::: DATASET RECORDS :::
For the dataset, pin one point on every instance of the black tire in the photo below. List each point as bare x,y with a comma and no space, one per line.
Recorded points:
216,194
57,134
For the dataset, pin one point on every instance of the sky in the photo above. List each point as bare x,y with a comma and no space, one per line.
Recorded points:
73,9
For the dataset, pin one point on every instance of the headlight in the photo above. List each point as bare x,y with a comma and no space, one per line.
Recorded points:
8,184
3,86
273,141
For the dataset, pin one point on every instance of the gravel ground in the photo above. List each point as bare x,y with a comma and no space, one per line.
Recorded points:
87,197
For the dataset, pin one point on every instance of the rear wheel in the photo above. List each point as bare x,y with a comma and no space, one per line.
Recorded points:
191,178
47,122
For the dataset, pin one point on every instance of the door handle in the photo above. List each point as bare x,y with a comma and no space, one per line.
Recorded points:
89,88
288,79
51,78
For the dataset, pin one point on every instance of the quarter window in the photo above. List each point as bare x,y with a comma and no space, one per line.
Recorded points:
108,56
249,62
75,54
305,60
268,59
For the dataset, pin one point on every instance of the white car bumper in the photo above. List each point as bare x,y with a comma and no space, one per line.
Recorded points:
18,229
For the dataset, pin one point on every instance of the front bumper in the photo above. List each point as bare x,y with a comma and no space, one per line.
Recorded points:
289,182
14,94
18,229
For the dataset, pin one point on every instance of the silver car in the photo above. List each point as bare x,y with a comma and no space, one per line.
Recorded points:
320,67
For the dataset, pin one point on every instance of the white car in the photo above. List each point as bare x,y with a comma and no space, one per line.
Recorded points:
:::
::: DATASET RECORDS :::
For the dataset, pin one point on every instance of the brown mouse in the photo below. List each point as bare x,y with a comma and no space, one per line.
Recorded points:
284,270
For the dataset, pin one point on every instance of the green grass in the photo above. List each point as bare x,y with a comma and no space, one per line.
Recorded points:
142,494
:::
Report every row that contains the word "white", treating uppercase and lowercase as different.

## ANSWER TO THIS PROBLEM
For the dataset, pin one point on every instance of the white car bumper in the photo above. List each point as bare x,y with a comma and no space, one per line.
For the dataset, pin one point on every instance of the white car in the photo above. List each point as bare x,y with a comma and no space, one per line.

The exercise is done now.